Put every line of the listing below into a numbered list, leaving out any blank lines.

(Excerpt from a dataset)

=======

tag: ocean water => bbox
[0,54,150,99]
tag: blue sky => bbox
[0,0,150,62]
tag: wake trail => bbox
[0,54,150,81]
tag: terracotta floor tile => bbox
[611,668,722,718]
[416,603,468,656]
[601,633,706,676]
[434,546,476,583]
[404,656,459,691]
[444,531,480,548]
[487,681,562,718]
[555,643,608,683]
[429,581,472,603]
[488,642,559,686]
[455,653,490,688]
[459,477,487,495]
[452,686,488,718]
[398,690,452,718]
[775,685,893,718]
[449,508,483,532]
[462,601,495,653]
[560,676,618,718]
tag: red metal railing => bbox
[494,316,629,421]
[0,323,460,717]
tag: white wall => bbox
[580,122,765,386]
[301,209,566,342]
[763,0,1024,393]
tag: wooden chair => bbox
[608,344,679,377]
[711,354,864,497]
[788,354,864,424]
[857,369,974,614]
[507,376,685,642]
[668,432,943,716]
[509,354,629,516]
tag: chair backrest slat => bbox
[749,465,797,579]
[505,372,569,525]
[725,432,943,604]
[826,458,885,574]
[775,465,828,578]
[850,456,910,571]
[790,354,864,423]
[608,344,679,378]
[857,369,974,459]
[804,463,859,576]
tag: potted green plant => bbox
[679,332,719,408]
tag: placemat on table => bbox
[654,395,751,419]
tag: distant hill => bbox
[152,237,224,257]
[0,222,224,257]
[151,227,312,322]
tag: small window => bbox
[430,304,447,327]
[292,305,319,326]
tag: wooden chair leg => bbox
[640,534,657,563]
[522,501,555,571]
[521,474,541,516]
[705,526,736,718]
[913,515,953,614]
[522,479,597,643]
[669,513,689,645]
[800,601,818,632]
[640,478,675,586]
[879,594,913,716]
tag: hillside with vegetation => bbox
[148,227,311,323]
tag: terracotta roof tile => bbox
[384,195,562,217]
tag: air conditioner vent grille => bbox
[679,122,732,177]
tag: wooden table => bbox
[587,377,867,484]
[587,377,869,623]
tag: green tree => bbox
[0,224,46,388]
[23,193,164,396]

=======

- Answer to this problem
1. tag: ocean water => bbox
2. [0,54,150,99]
3. tag: blue sky => bbox
4. [0,0,150,62]
5. tag: wake trail => bbox
6. [0,54,150,81]
7. tag: terracotta floor tile => bbox
8. [611,668,722,718]
9. [416,603,468,656]
10. [601,633,706,676]
11. [434,546,476,583]
12. [404,656,459,691]
13. [444,531,480,548]
14. [487,681,562,718]
15. [555,643,608,683]
16. [429,581,472,603]
17. [488,642,559,686]
18. [455,653,490,688]
19. [459,477,487,495]
20. [452,686,488,718]
21. [398,690,452,718]
22. [775,685,893,718]
23. [449,508,483,532]
24. [462,601,495,653]
25. [560,676,618,718]
26. tag: red metal railing => bbox
27. [494,316,629,421]
28. [0,323,460,717]
29. tag: white wall => bbox
30. [580,122,765,386]
31. [301,209,566,342]
32. [763,0,1024,393]
33. tag: wooden chair => bbox
34. [608,344,679,377]
35. [711,354,864,497]
36. [788,354,864,424]
37. [857,369,974,614]
38. [507,376,685,642]
39. [668,432,943,716]
40. [509,354,629,516]
41. tag: chair backrest slat => bbox
42. [749,465,797,579]
43. [505,372,569,525]
44. [725,432,943,604]
45. [826,458,885,574]
46. [775,465,828,578]
47. [850,456,910,571]
48. [790,354,864,423]
49. [608,344,679,378]
50. [857,369,974,459]
51. [804,463,859,576]
52. tag: potted green plant => bbox
53. [679,332,719,408]
54. tag: placemat on table => bbox
55. [654,395,751,419]
56. tag: distant hill => bbox
57. [152,237,224,257]
58. [0,222,224,257]
59. [151,227,312,322]
60. tag: small window => bbox
61. [430,304,447,327]
62. [292,305,319,326]
63. tag: wooden chair leg => bbox
64. [640,534,657,563]
65. [522,501,555,571]
66. [521,474,541,516]
67. [705,526,736,718]
68. [913,515,953,614]
69. [522,479,597,643]
70. [669,513,689,645]
71. [800,601,818,632]
72. [640,478,675,586]
73. [879,594,913,716]
74. tag: hillside with vegetation => bbox
75. [148,227,311,323]
76. tag: terracotta roof tile => bbox
77. [384,195,562,217]
78. tag: air conditioner vent grille => bbox
79. [679,122,732,177]
80. tag: wooden table => bbox
81. [587,377,867,484]
82. [587,377,869,623]
83. tag: green tree => bbox
84. [0,224,46,388]
85. [23,193,164,396]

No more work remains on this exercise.